#### EXCERPT

[Pharo-users] About "it's not pharo but smalltalk"

horrido horrido.hobbies at gmail.com
Fri Feb 7 09:49:38 EST 2020

> The audience for the Smalltalk-inspired campaign is the other 99% of
programmers who would never get past: "Smalltalk = 1980 = dead = not worth
checking out".

Never? This is what I've been trying to overcome for the past 5 years with
hundreds of blogs.

> Have already made up their mind and will not likely be convinced by a
> soundbite anyway

Agreed. However, hundreds of blogs over 5 years is much more than a

I agree that Pharo's current "marketing" strategy is working, if by working
you mean slow but steady growth. It may never become as "popular" as, say,
Kotlin or Rust.

I have a greater ambition for Smalltalk: to restore its popularity from 25
years ago. Or even from just 7 years ago  when it was #37 at TIOBE
. (Sadly, today it's not even in the Top 50.)

#### DIRECTIVE
Transcribe the Pharo-users post word for word, starting at "horrido horrido.hobbies at" and ending after "hundreds of blogs.".

#### GIVEN RECORDS

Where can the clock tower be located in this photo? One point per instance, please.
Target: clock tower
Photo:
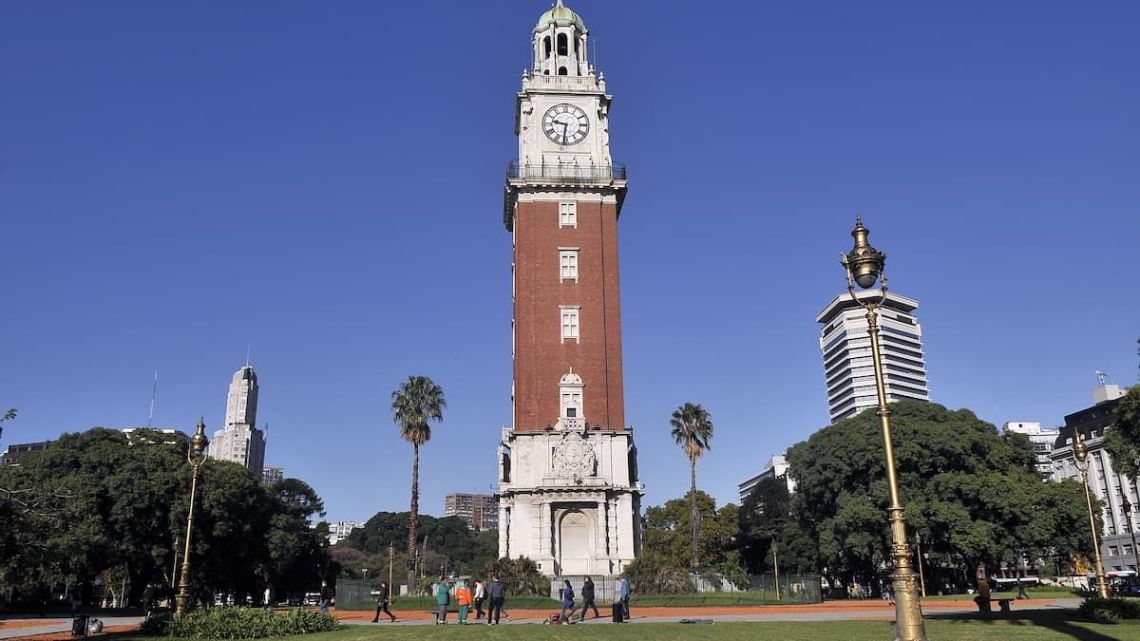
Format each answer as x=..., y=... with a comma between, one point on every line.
x=570, y=498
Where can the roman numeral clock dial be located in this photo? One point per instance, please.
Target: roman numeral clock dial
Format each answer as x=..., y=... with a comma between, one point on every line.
x=566, y=123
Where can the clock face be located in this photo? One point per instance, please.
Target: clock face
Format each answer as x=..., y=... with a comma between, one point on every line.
x=566, y=123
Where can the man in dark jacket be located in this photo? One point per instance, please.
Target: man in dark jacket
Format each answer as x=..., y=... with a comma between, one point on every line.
x=587, y=599
x=497, y=592
x=326, y=597
x=382, y=599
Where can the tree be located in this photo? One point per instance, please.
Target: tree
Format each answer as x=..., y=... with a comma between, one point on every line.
x=664, y=565
x=692, y=429
x=1122, y=440
x=974, y=496
x=110, y=506
x=415, y=404
x=450, y=543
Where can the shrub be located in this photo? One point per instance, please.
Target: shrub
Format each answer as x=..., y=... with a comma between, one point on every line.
x=239, y=623
x=1109, y=610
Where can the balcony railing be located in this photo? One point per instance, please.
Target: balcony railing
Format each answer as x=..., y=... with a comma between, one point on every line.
x=572, y=173
x=573, y=83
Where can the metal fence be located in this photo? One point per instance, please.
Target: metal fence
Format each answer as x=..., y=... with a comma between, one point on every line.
x=355, y=593
x=714, y=589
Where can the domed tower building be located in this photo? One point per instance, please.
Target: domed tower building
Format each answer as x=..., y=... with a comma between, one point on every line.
x=569, y=495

#### SOLUTION TO THIS PROBLEM
horrido horrido.hobbies at gmail.com
Fri Feb 7 09:49:38 EST 2020

> The audience for the Smalltalk-inspired campaign is the other 99% of
programmers who would never get past: "Smalltalk = 1980 = dead = not worth
checking out".

Never? This is what I've been trying to overcome for the past 5 years with
hundreds of blogs.